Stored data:
━━━━━━━━━━━━━━━━━━━━━━━━━━━━━━

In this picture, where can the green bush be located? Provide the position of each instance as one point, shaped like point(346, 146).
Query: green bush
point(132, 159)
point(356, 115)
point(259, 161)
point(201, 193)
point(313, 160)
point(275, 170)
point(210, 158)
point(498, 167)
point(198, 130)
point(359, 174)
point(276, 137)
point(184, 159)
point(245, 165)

━━━━━━━━━━━━━━━━━━━━━━━━━━━━━━

Given problem – Rewrite every line of the records above, requests included, and shift each answer point by adding 3 to both of its coordinates. Leave the numbers inside the requests unchanged.

Exercise solution –
In this picture, where can the green bush be located? Provide the position of each instance as one point, shaped like point(346, 146).
Query: green bush
point(135, 162)
point(359, 118)
point(262, 164)
point(204, 196)
point(316, 163)
point(278, 173)
point(213, 161)
point(501, 170)
point(201, 133)
point(362, 177)
point(279, 140)
point(187, 162)
point(248, 168)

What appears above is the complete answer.